### QUESTIONS ON THE MATERIAL:
(A) Answer these questions about the essay on saying grace:
(i) Which book is the essay from?
(ii) Who is credited with the quotation at the top?
(iii) What did the narrator discover about the plate of food?
(B) Write the next part of the essay on saying grace, picking up after its last sentence.

### EXTRACT TO READ:
● ● ●

75. Lip Service

75. Lip Service

From Chicken Soup for the Soul: Shaping the New You

Lip Service

Nothing would be more tiresome than eating and drinking
if God had not made them a pleasure as well as a necessity.
 ~Voltaire

When I was a child, my mother taught me to say grace before eating a meal. That was one of her house rules. I’d whisper: “Bless us oh Lord and these thy gifts which we are about to receive from thy bounty. . . .” Through the years I’d always done that without fail—my brain sometimes on autopilot. One day, in a moment of perfect clarity, I actually took the time to look at the “meal” I was about to consume and made an interesting discovery: not one item on the plate in front of me came from nature’s bounty at all. That was my ah-ha moment.

● ● ●

### SUPPLIED DATA:
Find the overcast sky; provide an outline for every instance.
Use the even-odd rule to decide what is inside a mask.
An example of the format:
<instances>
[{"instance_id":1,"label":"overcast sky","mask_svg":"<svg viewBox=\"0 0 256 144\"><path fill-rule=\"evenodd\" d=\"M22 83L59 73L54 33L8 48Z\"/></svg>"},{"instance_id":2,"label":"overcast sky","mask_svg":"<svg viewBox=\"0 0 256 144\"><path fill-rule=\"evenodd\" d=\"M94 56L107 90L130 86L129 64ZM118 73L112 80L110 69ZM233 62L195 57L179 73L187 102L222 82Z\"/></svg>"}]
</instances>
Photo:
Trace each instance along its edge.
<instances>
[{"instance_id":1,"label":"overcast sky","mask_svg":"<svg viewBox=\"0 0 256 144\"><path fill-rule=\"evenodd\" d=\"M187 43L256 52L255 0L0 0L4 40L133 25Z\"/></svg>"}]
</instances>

● ● ●

### ANSWER LIST:
(A)
(i) Chicken Soup for the Soul: Shaping the New You
(ii) Voltaire
(iii) Not one item on the plate came from nature's bounty.

(B)
On the spot, I started recording every morsel I could remember ingesting that week. That simple diary revealed nothing but processed, pre-packaged fare loaded with artery-clogging trans fats and artificial ingredients I couldn’t even pronounce. I had been consuming a cornucopia of candy bars, corn dogs, colas and deep-fried pastries. I couldn’t recall the last time I had actually consumed anything that was truly a raw, living food occurring naturally in nature. My body had ballooned to a whopping 160 pounds, and I was often tired, out of sorts and languishing from some non-specific malaise. At that moment, I resolved to redeem some of those “gifts” that were available to me in nature’s bountiful supply—to at least be true to myself and to the childhood prayer I had been parroting all those years.

To my amazement, I discovered a totally new section of the supermarket where living food not only resided but abounded: melons at their peak of ripeness, beautifully textured squash and pumpkins all vibrantly alive and brimming from a brilliant palette of colors that screamed at me to be eaten. Hadn’t I been in this store countless times? Had I been too busy ransacking the snack aisle to even notice? At home, I inventoried my fridge, evicting the frozen pizzas and other sodium-laden mystery food that had taken up residence there. I purged my pantry, slam-dunking the carbonated sugary sodas and replacing them with natural juices and herbal teas.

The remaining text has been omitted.